THE TASK = Every entry is to be written out word for word.

───── DATA FOR THE TASK

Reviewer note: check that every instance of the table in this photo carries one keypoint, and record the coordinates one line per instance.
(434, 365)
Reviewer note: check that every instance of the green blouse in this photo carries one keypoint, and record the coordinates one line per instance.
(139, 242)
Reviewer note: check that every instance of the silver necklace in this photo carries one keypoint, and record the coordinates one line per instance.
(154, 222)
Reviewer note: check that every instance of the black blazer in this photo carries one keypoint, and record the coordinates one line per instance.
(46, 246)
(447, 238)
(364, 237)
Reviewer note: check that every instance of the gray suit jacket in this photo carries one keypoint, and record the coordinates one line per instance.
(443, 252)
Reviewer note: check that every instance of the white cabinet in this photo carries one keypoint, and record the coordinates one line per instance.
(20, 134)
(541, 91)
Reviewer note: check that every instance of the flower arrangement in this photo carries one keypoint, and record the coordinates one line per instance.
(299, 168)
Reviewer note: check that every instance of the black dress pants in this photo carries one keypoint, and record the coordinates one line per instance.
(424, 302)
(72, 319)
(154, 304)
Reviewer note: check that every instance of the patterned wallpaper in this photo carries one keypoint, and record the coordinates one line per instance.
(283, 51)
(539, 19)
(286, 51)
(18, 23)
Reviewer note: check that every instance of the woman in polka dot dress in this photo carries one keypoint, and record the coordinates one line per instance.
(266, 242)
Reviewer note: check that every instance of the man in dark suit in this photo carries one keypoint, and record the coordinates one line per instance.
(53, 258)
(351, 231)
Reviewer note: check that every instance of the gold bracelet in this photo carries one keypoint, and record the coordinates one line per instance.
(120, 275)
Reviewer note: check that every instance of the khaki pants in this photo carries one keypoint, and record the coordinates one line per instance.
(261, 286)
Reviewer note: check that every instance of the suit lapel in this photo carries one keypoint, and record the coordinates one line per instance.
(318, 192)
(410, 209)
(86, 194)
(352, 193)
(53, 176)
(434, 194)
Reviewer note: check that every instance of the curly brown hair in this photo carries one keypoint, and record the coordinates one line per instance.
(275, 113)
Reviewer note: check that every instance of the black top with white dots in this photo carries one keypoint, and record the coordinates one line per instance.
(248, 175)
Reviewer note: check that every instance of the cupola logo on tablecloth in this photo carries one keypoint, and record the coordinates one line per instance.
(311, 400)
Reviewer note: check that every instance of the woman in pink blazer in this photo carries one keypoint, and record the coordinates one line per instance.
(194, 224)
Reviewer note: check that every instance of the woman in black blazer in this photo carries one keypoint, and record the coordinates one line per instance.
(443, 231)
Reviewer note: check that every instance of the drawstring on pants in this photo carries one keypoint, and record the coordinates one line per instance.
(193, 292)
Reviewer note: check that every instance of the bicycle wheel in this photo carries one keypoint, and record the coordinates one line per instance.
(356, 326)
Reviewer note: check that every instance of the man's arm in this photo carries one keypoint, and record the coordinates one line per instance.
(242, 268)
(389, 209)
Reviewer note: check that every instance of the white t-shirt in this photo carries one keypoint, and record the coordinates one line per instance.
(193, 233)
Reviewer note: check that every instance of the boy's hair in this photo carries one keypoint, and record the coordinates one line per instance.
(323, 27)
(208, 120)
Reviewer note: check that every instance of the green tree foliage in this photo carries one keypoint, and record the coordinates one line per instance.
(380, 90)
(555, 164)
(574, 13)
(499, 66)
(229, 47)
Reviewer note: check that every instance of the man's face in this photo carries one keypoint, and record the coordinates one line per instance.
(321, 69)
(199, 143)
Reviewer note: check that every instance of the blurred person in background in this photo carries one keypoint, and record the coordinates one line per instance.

──────────

REPLY TO THE TASK =
Reviewer note: check that every instance of the table in this photo carries one keypoint, and record the coordinates one line per instance.
(434, 365)
Reviewer note: check that every instance of the green blouse in this photo carries one keypoint, and record the coordinates one line per instance.
(139, 242)
Reviewer note: check that every instance of the silver necklace in this photo carries one keypoint, and record the coordinates one line per instance.
(154, 222)
Reviewer note: check that every instance of the black blazer in this photo carries one keypoint, and record the coordinates one line per instance.
(46, 246)
(447, 238)
(364, 237)
Reviewer note: check that every instance of the gray suit jacket in this photo carries one keypoint, and record the coordinates one line per instance.
(443, 252)
Reviewer note: check that every instance of the white cabinet in this photo carries one keypoint, and record the coordinates one line per instance.
(20, 134)
(541, 91)
Reviewer note: check that every instance of the flower arrangement in this photo carries one keypoint, and record the coordinates one line per instance.
(299, 168)
Reviewer note: check that every instance of the black dress pants in this photo carries one keypoint, and record the coordinates one line per instance.
(424, 302)
(72, 319)
(154, 304)
Reviewer note: check that every instance of the patterned wallpaper in this photo carries one keypoint, and record the coordinates one line per instance.
(283, 51)
(539, 19)
(286, 51)
(18, 23)
Reviewer note: check that every instance of the woman in polka dot dress in this photo carries one keypoint, and record the coordinates one line per instance.
(266, 242)
Reviewer note: check that every instance of the man in dark suit in this photo carries one keypoint, and record the coordinates one line per instance.
(53, 258)
(351, 231)
Reviewer note: check that every instance of the gold bracelet in this photo carries one keypoint, and record the coordinates one line per instance.
(120, 275)
Reviewer note: check that every instance of the khaki pants in this photo carries one keypoint, and record the coordinates one line per instance.
(261, 286)
Reviewer note: check that every instance of the suit lapel in this photo carries one keypoint, and record the coordinates one line per instance.
(318, 192)
(410, 209)
(86, 194)
(352, 193)
(53, 176)
(434, 194)
Reviewer note: check that every instance of the curly brown hair in this photo carries one keypoint, and record the coordinates one line per instance.
(275, 113)
Reviewer note: check that every instance of the black top with white dots in this photo carries one keypoint, and record the coordinates one line per instance.
(248, 175)
Reviewer note: check that every instance of the cupola logo on tablecloth in this photo carries one keypoint, and record the coordinates one line per instance.
(311, 400)
Reviewer note: check that every instance of the woman in pink blazer in this photo carries one keypoint, and record the coordinates one line per instance.
(194, 224)
Reviewer note: check that every instance of the woman in black blazer in this photo carries one keypoint, and record the coordinates one line per instance.
(443, 231)
Reviewer note: check that every instance of the drawstring on pants in this photo carries one keypoint, and record the coordinates one line per instance.
(193, 292)
Reviewer note: check that every instance of the bicycle wheel in this photo carries one keypoint, and record the coordinates one line per instance.
(356, 326)
Reviewer note: check that every instance of the man's arm in this photo carries one keypoint, and record the coordinates one line per instance.
(242, 268)
(389, 209)
Reviewer note: check that every instance of the white t-shirt in this photo carries one keypoint, and record the coordinates one line per instance.
(193, 233)
Reviewer note: check that every instance of the boy's hair in this photo carries one keypoint, and record the coordinates one line per instance.
(323, 27)
(208, 120)
Reviewer note: check that every instance of the green tree foliage in this photo carries one keypoint, and record the coordinates one line per instance.
(380, 90)
(555, 164)
(574, 13)
(499, 66)
(229, 47)
Reviewer note: check that every instance of the man's face in this photo carries one keypoint, and record the coordinates one line per instance.
(321, 69)
(199, 143)
Reviewer note: check that every instance of the blurred person in background in this photo carries one keypoint, and record the coordinates one line per instance.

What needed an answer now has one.